List of tasks
**a)** In the printk ringbuffer email, what does Peter Zijlstra say he will do about the long response?
**b)** Carry on writing the printk ringbuffer email from the point where it stops.

-- start of Reading passage --

Received-SPF: pass (google.com: best guess record for domain of linux-kernel-owner@vger.kernel.org designates 209.132.180.67 as permitted sender) client-ip=209.132.180.67;
From:   John Ogness <john.ogness@linutronix.de>
To:     Peter Zijlstra <peterz@infradead.org>
Cc:     linux-kernel@vger.kernel.org, Petr Mladek <pmladek@suse.com>,
        Sergey Senozhatsky <sergey.senozhatsky.work@gmail.com>,
        Steven Rostedt <rostedt@goodmis.org>,
        Linus Torvalds <torvalds@linux-foundation.org>,
        Greg Kroah-Hartman <gregkh@linuxfoundation.org>,
        Andrea Parri <andrea.parri@amarulasolutions.com>,
        Thomas Gleixner <tglx@linutronix.de>,
        Sergey Senozhatsky <sergey.senozhatsky@gmail.com>
Subject: Re: [RFC PATCH v2 1/2] printk-rb: add a new printk ringbuffer implementation
References: <20190607162349.18199-1-john.ogness@linutronix.de>
        <20190607162349.18199-2-john.ogness@linutronix.de>
        <20190618114747.GQ3436@hirez.programming.kicks-ass.net>
        <87k1df28x4.fsf@linutronix.de>
        <20190626224034.GK2490@worktop.programming.kicks-ass.net>
Date:   Fri, 28 Jun 2019 11:50:33 +0200
Message-ID: <87mui2ujh2.fsf@linutronix.de>
User-Agent: Gnus/5.13 (Gnus v5.13) Emacs/23.4 (gnu/linux)
MIME-Version: 1.0
Content-Type: text/plain; charset=us-ascii
Sender: linux-kernel-owner@vger.kernel.org
Precedence: bulk

On 2019-06-27, Peter Zijlstra <peterz@infradead.org> wrote:
>> This is a long response, but we are getting into some fine details
>> about the memory barriers (as well as battling my communication skill
>> level).
>
> So I'm going to reply piecewise to this... so not such long emails,
> but more of them.

I am not sure if I should wait to respond until you've finished going
through the full patch. I will respond to this email and if you would
like me to wait on further responses, just let me know. Thanks.

>>>> +static void add_descr_list(struct prb_reserved_entry *e)
>>>> +{
>>>> +	struct printk_ringbuffer *rb = e->rb;
>>>> +	struct prb_list *l = &rb->descr_list;
>>>> +	struct prb_descr *d = e->descr;
>>>> +	struct prb_descr *newest_d;
>>>> +	unsigned long newest_id;
>>>> +
>>>> +	/* set as newest */
>>>> +	do {
>>>> +		/* MB5: synchronize add descr */
>>>> +		newest_id = smp_load_acquire(&l->newest);
>>>> +		newest_d = TO_DESCR(rb, newest_id);
>>>> +
>>>> +		if (newest_id == EOL)

-- end of Reading passage --
-- start of Information given --

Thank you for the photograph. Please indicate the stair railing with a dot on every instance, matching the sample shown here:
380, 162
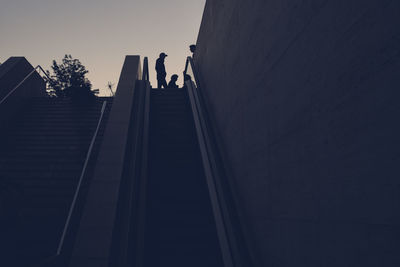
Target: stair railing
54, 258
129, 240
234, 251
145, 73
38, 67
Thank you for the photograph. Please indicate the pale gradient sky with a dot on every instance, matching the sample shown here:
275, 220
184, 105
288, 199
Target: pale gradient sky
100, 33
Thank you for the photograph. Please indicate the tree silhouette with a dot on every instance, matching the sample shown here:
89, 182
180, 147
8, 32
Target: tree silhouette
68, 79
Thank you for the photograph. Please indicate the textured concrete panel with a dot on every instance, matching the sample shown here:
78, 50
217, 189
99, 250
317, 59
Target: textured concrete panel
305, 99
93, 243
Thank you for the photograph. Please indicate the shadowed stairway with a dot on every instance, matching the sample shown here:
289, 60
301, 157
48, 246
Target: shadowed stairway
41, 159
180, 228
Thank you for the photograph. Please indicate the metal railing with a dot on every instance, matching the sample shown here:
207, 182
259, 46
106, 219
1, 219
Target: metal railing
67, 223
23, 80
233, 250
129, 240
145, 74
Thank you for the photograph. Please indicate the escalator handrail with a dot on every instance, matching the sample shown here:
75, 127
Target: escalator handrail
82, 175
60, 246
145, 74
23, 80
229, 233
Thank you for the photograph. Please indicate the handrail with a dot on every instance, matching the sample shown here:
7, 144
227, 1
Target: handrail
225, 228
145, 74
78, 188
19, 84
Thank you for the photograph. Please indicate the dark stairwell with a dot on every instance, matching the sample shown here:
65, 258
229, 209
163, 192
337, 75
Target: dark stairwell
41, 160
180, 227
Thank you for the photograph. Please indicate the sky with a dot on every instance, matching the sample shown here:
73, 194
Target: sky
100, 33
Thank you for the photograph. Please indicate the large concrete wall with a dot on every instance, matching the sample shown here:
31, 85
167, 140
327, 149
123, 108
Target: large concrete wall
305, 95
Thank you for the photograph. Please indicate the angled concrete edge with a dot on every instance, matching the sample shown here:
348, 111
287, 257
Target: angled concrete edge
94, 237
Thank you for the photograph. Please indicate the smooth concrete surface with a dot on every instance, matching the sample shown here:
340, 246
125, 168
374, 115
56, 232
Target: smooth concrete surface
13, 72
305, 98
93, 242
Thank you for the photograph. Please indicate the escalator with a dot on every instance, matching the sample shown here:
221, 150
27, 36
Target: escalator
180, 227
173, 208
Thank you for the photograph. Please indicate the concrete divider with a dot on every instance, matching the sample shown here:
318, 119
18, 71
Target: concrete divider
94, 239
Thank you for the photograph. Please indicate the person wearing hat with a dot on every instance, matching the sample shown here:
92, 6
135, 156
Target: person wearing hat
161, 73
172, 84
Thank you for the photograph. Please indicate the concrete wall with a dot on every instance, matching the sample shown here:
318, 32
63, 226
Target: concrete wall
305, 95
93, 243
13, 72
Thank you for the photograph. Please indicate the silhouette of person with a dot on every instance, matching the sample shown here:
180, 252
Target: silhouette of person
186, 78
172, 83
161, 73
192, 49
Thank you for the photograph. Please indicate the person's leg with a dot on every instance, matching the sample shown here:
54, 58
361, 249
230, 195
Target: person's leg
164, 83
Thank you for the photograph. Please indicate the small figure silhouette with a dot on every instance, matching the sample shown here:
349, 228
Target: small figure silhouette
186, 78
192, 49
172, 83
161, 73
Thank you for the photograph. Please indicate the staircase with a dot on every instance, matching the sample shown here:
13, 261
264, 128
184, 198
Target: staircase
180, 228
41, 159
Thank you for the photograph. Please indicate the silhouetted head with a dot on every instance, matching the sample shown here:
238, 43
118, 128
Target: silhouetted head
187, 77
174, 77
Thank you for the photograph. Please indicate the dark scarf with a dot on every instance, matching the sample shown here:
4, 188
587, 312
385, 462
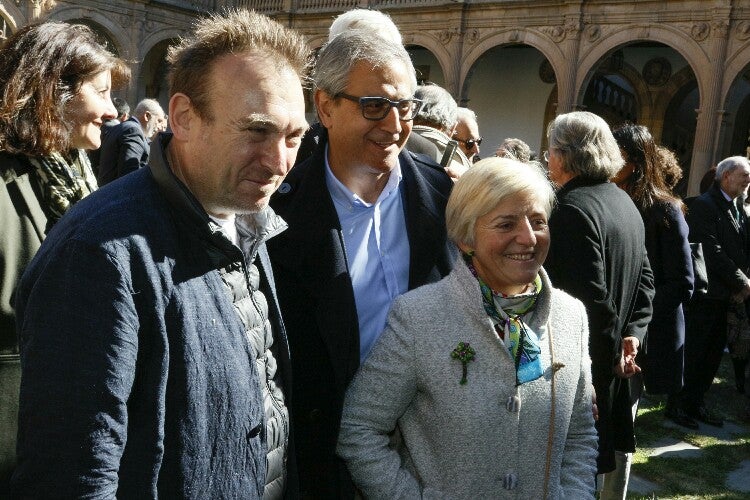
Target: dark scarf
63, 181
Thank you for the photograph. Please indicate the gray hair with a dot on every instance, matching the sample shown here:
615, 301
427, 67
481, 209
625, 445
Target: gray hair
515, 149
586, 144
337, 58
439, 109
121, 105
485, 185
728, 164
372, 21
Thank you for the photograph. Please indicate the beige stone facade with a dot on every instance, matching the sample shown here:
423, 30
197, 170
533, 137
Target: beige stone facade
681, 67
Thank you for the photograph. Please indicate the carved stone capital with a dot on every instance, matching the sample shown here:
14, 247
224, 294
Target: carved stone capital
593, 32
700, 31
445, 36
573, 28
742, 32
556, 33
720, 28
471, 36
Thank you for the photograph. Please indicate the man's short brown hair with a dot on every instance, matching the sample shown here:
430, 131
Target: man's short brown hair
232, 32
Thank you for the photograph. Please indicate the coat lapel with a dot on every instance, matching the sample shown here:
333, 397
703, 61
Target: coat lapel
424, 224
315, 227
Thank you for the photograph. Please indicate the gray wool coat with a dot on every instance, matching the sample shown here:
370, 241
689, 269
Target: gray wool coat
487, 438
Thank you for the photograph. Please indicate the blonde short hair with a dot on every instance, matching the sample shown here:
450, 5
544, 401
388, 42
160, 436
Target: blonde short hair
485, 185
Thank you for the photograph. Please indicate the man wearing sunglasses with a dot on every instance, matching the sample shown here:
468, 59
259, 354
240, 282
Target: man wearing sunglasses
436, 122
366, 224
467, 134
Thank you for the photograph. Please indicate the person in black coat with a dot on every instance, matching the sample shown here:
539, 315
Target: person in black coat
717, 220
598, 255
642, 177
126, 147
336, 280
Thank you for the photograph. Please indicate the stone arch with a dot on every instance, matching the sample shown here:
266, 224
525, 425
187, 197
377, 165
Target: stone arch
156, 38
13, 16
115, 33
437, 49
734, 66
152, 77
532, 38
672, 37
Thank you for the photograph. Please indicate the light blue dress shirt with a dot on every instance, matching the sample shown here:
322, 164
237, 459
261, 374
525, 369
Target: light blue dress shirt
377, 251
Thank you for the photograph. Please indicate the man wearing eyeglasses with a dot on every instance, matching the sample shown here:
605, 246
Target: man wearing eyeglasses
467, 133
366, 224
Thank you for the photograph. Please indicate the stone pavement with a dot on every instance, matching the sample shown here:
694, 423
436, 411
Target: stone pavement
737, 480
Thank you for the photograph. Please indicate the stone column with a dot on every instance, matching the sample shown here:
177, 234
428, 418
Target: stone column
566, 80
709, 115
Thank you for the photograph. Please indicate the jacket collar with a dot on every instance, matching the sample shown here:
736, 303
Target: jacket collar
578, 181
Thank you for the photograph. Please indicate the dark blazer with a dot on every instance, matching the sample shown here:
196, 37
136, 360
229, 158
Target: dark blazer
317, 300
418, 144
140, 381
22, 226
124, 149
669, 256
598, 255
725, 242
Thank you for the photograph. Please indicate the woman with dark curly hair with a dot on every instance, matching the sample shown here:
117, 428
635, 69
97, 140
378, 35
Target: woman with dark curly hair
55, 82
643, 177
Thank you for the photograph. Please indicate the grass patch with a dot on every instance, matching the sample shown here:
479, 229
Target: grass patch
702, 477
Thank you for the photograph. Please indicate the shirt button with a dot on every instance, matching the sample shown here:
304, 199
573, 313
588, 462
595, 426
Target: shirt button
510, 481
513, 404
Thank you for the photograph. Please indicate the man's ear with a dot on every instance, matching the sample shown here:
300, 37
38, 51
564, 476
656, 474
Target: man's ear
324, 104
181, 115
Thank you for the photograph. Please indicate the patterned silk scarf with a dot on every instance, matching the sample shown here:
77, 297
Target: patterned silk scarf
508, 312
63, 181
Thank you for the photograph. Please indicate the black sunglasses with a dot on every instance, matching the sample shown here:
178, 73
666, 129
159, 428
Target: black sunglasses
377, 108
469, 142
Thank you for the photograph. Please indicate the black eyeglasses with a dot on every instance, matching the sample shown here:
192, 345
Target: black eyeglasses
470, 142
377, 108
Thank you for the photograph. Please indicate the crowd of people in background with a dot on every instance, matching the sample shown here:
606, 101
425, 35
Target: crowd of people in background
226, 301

-- end of Information given --

Expected outputs
**a)** He will reply to it piecewise, sending shorter emails but more of them.

**b)**
>>>> +			WRITE_ONCE(d->seq, 1);
>>>> +		else
>>>> +			WRITE_ONCE(d->seq, READ_ONCE(newest_d->seq) + 1);
>>>> +		/*
>>>> +		 * MB5: synchronize add descr
>>>> +		 *
>>>> +		 * In particular: next written before cmpxchg
>>>> +		 */
>>>> +	} while (cmpxchg_release(&l->newest, newest_id, e->id) != newest_id);
>>>
>>> What does this pair with? I find ->newest usage in:
>> 
>> It is pairing with the smp_load_acquire() at the beginning of this
>> loop (also labeled MB5) that is running simultaneously on another
>> CPU. I am avoiding a possible situation that a new descriptor is
>> added but the store of "next" from the previous descriptor is not yet
>> visible and thus the cmpxchg following will fail, which is not
>> allowed. (Note that "next" is set to EOL shortly before this function
>> is called.)
>> 
>> The litmus test for this is:
>> 
>> P0(int *newest, int *d_next)
>> {
>>         // set descr->next to EOL (terminates list)
>>         WRITE_ONCE(*d_next, 1);
>> 
>>         // set descr as newest
>>         smp_store_release(*newest, 1);
>> }
>> 
>> P1(int *newest, int *d_next)
>> {
>>         int local_newest;
>>         int local_next;
>> 
>>         // get newest descriptor
>>         local_newest = smp_load_acquire(*newest);
>> 
>>         // a new descriptor is set as the newest
>>         // (not relevant here)
>> 
>>         // read descr->next of previous newest
>>         // (must be EOL!)
>>         local_next = READ_ONCE(*d_next);
>> }
>> 
>> exists (1:local_newest=1 /\ 1:local_next=0)
>
> I'm having trouble connecting your P1's READ_ONCE() to the actual
> code. You say that is in the same function, but I cannot find a LOAD
> there that would care about the ACQUIRE.

P1's READ_ONCE() is the READ part of the cmpxchg a few lines below:

                WARN_ON_ONCE(cmpxchg_release(&newest_d->next,
                                             EOL, e->id) != EOL);

Note that the cmpxchg is a _release because of MB6 (a different memory
barrier pair). But only the READ part of that cmpxchg synchronizes with
MB5.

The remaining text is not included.